The other thing I was wondering is if you had thought about feeding Fresh Pet as his regular food? Not sure if you want to do this or not. If you are avoiding this to save Fresh Pet for high value treats, I would think your dog is still going to love the Fresh Pet as treats. I give mine some of their regular food as treats and they love it. The only thing that is more high value for Mia is the blood juice plate that my husband gives her when he is barbecuing. Urghhh…there is nothing more high value than that and if Mia thinks it is time for her blood juice plate, it makes any training impossible. The husband has started a new habit.


----------



## gigipie (Jan 30, 2021)

mudpuppymama said:


> Are you saying he goes through an entire bag of kibble in three weeks no problem and then when you open another bag of the same kibble he turns up his nose? Do you feed the same kibble all the time? I wonder if it would be helpful to rotate different kinds and brands of kibble. I actually think this could have nutritional benefits as well. Although kibble all meets the AAFFO minimum requirements, they do provide different amounts of different nutrients and by rotating you may be providing a more well rounded diet.
◇ ◇ ◇ ◇ ◇
▶ [Set exercise 1]:
Reproduce the rows verbatim, beginning with the row line that contains "Mark one point on each instance of the lamp" and continuing through the final line of the rows.
◇ ◇ ◇ ◇ ◇
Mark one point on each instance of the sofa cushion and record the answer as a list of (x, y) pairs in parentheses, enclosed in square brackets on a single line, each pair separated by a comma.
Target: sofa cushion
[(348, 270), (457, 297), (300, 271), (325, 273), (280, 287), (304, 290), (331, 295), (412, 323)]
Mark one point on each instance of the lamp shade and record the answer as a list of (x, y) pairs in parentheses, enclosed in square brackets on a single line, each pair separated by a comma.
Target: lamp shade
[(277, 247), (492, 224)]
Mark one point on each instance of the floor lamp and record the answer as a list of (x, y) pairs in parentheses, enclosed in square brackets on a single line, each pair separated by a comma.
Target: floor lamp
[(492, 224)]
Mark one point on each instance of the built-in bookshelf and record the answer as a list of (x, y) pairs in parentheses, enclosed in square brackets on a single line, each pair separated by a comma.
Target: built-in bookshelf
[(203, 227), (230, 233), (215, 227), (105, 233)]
◇ ◇ ◇ ◇ ◇
▶ [Set exercise 2]:
Continue the forum thread about dog food from the point where it stops.

▶ [Written answer 1]:
Mark one point on each instance of the lamp shade and record the answer as a list of (x, y) pairs in parentheses, enclosed in square brackets on a single line, each pair separated by a comma.
Target: lamp shade
[(277, 247), (492, 224)]
Mark one point on each instance of the floor lamp and record the answer as a list of (x, y) pairs in parentheses, enclosed in square brackets on a single line, each pair separated by a comma.
Target: floor lamp
[(492, 224)]
Mark one point on each instance of the built-in bookshelf and record the answer as a list of (x, y) pairs in parentheses, enclosed in square brackets on a single line, each pair separated by a comma.
Target: built-in bookshelf
[(203, 227), (230, 233), (215, 227), (105, 233)]

▶ [Written answer 2]:
> 
> The other thing I was wondering is if you had thought about feeding Fresh Pet as his regular food? Not sure if you want to do this or not. If you are avoiding this to save Fresh Pet for high value treats, I would think your dog is still going to love the Fresh Pet as treats. I give mine some of their regular food as treats and they love it. The only thing that is more high value for Mia is the blood juice plate that my husband gives her when he is barbecuing. Urghhh…there is nothing more high value than that and if Mia thinks it is time for her blood juice plate, it makes any training impossible. The husband has started a new habit.


Yes exactly. We haven't been able to feed the same kibble because he's been doing this since we brought him home. The first kind we tried, he ate through two bags and refused to eat when we opened the third. At this point we've tried 6 different brands now - 3 he liked for 1 bag, 2 he just refused to eat all together, and 1 he ate but got sick every time he ate it. We were thinking about rotating the brands, but we aren't sure he will eat the old kibble again, since he was picking it out. We are hoping to try that after this bag, so good to know it wouldn't be terrible for him to do that!

We initially started with Freshpet being his regular food (as that's what his breeder had him on), but our vet didn't think that was best for him, so we switched it to be his training treats. Our vet preferred a high quality small breed puppy food, or at least a puppy kibble. Cute about the BBQ plate - we haven't gone there yet, but I can only imagine how crazy he would be about that haha!


----------



## mudpuppymama (Mar 24, 2012)

Have you tried feeding only once per day? I know some dogs who prefer this.


----------



## Melissa Brill (Feb 22, 2017)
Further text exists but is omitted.